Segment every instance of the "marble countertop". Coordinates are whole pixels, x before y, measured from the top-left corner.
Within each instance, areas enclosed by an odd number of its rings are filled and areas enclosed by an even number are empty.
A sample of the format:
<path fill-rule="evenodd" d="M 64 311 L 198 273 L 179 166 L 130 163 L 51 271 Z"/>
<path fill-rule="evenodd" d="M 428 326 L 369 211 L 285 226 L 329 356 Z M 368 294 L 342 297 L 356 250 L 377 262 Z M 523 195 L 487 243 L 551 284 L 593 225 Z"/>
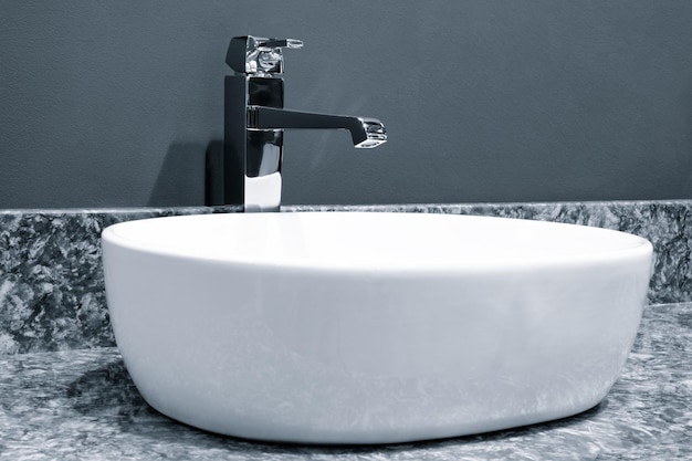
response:
<path fill-rule="evenodd" d="M 648 306 L 621 378 L 596 408 L 418 443 L 318 447 L 220 437 L 151 409 L 116 348 L 0 356 L 0 460 L 692 459 L 692 304 Z"/>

========================

**Objective:** Reproduce all of the records above word for word, leaving out the pictures.

**Answer:**
Segment every instance of the "marble countertop". Coordinates are whole pixels, x before y, measured from the top-left corner.
Within each instance, areas enclosed by an odd number of its rings are filled and areas enclosed by an even number are empty.
A sample of the format:
<path fill-rule="evenodd" d="M 64 311 L 198 273 L 179 166 L 130 163 L 51 271 Z"/>
<path fill-rule="evenodd" d="M 428 326 L 369 211 L 285 226 L 329 356 Z M 368 294 L 342 297 L 356 250 L 377 262 Z M 523 195 L 487 243 L 551 284 L 593 225 Z"/>
response:
<path fill-rule="evenodd" d="M 648 306 L 621 378 L 596 408 L 418 443 L 318 447 L 220 437 L 151 409 L 116 348 L 0 356 L 0 460 L 692 459 L 692 304 Z"/>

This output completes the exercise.